_Required action:_
For each line in the data that includes "cobblestone", make a copy.

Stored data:
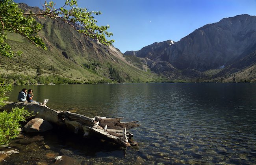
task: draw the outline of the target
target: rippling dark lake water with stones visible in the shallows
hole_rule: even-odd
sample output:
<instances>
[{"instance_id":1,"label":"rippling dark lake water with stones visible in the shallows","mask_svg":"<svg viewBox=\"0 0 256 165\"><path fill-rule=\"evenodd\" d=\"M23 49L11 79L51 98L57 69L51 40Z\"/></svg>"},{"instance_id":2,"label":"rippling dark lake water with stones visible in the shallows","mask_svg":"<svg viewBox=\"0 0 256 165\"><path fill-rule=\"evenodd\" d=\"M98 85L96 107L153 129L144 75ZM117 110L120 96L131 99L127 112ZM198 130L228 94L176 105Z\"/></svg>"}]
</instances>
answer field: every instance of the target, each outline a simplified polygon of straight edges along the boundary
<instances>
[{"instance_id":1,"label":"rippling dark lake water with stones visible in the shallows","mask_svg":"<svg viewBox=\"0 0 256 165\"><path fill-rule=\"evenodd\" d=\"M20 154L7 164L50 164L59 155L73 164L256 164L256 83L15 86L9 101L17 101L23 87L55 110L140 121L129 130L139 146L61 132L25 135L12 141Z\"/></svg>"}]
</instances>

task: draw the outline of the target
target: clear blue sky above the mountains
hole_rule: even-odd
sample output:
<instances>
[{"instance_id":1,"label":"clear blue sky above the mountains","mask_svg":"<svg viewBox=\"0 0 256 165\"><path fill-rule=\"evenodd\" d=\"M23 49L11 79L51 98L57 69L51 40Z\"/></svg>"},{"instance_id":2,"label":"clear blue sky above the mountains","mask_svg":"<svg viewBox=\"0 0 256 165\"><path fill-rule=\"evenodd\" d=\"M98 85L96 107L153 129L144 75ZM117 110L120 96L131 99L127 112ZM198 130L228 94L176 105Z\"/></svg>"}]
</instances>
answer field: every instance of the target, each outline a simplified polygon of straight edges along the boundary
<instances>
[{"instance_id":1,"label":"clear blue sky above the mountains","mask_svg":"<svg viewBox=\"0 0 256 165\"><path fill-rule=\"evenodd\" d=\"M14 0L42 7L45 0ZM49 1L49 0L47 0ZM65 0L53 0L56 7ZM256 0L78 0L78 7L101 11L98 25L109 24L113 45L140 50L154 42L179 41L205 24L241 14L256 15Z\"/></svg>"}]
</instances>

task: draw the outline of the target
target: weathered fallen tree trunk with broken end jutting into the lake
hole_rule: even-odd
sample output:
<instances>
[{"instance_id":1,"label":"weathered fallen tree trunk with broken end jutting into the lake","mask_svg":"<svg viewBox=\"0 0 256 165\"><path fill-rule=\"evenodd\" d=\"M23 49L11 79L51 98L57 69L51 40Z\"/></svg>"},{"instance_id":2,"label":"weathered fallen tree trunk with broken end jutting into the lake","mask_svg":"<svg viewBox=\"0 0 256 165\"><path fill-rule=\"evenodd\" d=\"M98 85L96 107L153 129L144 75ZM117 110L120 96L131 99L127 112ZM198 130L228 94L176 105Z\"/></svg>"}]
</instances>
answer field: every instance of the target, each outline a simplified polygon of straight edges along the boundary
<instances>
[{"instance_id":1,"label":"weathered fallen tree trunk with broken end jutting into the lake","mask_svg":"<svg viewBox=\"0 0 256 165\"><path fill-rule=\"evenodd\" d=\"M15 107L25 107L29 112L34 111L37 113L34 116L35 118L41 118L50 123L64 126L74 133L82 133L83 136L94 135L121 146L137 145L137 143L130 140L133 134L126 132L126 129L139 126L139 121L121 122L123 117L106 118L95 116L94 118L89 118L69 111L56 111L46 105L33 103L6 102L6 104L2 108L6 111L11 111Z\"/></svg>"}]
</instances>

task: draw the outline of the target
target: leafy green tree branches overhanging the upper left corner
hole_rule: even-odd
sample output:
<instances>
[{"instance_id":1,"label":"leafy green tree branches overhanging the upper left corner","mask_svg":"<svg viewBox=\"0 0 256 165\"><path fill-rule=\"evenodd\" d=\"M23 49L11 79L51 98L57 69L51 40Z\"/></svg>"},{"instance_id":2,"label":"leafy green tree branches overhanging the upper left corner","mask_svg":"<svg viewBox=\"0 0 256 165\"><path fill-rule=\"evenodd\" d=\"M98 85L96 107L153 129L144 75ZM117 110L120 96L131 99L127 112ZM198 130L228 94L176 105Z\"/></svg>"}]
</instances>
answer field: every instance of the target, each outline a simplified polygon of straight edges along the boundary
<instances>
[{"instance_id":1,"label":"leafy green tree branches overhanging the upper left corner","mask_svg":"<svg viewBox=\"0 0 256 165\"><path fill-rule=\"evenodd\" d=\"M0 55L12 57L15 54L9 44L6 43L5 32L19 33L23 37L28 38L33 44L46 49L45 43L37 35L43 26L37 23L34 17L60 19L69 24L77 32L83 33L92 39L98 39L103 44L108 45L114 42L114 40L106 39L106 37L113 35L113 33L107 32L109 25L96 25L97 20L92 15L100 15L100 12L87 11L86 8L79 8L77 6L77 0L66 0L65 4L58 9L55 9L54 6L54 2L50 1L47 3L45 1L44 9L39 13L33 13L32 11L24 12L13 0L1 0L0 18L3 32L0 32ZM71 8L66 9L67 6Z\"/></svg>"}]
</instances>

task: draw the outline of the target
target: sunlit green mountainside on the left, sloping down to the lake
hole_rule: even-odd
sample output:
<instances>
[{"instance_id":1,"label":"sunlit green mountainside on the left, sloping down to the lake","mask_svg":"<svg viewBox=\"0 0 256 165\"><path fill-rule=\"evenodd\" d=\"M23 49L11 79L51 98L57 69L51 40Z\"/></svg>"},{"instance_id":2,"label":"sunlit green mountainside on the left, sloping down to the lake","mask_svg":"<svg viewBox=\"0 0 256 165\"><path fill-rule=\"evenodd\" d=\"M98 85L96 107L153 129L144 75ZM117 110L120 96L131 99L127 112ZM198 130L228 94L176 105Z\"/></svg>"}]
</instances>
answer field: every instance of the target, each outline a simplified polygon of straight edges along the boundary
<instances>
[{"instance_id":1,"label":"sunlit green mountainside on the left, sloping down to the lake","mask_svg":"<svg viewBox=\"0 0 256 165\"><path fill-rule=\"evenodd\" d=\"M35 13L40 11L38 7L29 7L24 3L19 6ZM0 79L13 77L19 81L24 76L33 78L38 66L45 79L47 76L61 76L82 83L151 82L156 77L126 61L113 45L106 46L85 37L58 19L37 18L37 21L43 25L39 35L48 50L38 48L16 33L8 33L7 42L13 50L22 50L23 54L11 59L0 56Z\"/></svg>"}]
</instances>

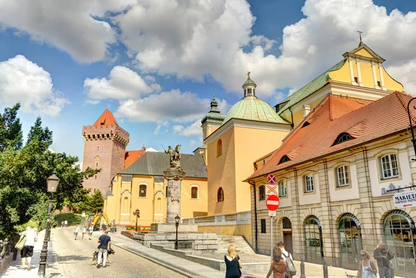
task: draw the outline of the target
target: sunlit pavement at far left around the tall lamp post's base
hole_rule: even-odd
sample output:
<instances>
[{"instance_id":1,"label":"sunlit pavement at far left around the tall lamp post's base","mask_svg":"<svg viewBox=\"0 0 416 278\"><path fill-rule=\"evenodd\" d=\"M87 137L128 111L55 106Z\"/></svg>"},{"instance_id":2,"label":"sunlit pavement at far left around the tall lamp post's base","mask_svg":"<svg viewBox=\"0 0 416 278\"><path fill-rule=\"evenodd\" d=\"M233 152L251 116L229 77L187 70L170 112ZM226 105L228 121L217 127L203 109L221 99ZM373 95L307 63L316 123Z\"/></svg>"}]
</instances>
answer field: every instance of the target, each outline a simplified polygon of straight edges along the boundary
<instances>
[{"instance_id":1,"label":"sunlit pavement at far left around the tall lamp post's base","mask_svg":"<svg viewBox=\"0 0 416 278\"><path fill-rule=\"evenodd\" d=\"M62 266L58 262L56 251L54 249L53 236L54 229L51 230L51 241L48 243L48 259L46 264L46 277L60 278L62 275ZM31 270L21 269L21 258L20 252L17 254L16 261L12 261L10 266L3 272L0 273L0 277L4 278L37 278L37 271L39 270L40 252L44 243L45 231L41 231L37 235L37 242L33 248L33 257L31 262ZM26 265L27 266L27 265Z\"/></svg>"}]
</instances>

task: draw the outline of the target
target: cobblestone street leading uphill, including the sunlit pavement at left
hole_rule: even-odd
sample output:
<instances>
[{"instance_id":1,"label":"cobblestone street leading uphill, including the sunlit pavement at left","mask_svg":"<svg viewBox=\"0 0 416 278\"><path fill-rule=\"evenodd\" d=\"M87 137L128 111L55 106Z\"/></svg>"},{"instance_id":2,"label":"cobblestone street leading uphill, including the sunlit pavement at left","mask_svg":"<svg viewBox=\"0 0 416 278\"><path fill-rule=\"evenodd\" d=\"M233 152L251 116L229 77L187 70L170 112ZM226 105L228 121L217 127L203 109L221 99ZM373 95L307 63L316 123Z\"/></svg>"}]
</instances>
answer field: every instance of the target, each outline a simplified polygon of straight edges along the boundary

_Answer to this exercise:_
target: cobblestone street leading uphill, including the sunlit pavement at left
[{"instance_id":1,"label":"cobblestone street leading uphill, including the sunlit pavement at left","mask_svg":"<svg viewBox=\"0 0 416 278\"><path fill-rule=\"evenodd\" d=\"M87 137L128 111L55 106Z\"/></svg>"},{"instance_id":2,"label":"cobblestone street leading uphill, including the sunlit pavement at left","mask_svg":"<svg viewBox=\"0 0 416 278\"><path fill-rule=\"evenodd\" d=\"M233 152L251 116L229 77L187 70L170 112ZM226 105L228 121L217 127L203 109L221 99ZM373 95L307 63L316 123Z\"/></svg>"}]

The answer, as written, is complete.